* [Task description] Edit the listing so that every "dress shirt collar" becomes "shirt collar", with everything else left unchanged.

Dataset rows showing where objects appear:
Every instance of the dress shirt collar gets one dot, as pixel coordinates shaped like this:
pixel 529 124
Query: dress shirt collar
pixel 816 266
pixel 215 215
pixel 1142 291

* [Written answer]
Every instance of the shirt collar gets one dot, as pixel coordinates shaped like this:
pixel 529 124
Query: shirt collar
pixel 816 266
pixel 215 215
pixel 1142 291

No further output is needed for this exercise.